§ **DO THIS**
Reproduce word for word the part of the forum thread below, starting at "I think they" and ending at "all it is...".

§ **PROVIDED PASSAGE**

....

That's what I was thinking....but Glad you're happy Larry.  :roll: 

They asked for SKU numbers and receipts that you didn't have didn't they?


----------



## LarryWolfe (Oct 16, 2009)

ScottyDaQ said:
			
		

> Shawn White said:
> 
> 
> 
> ...



Yep.....


----------



## Captain Morgan (Oct 16, 2009)

I think they took it fairly serious.


----------



## Bobberqer (Nov 15, 2009)

that's a load of crap ..bunch of PC laden linguistic tangos spewing forth , is all it is...


----------



## Rag1 (Nov 15, 2009)

Holly crap.....Nancy Pelosi answered your complaint.


----------



## bbquzz (Nov 15, 2009)

Sorry I missed this one to begin with but... I had a business that was taken over by big business and saw loads of "Boilerplate" phrases like this. Some customer service desk jockey telling you to pick a few paragraphs and respond in 72 hours or your unit will be assesed a fee and corporate will respond. My reason for retiring ... if I can't give a personal response I don't want to waste the ink to blow smoke at a customer. I have to say it was nice that they responded so you knew that they got your letter but, *is the product any better now?*


----------



## Pigs On The Wing BBQ (Nov 15, 2009)

....

§ **SOURCE DATA**

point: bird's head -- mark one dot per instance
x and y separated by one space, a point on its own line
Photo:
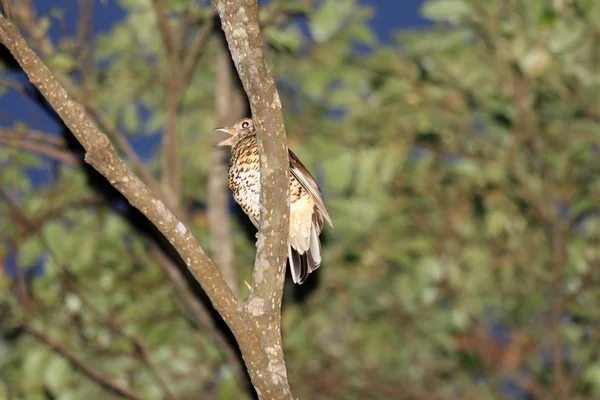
241 129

....

§ **EXERCISE RESPONSE**
I think they took it fairly serious.


----------



## Bobberqer (Nov 15, 2009)

that's a load of crap ..bunch of PC laden linguistic tangos spewing forth , is all it is...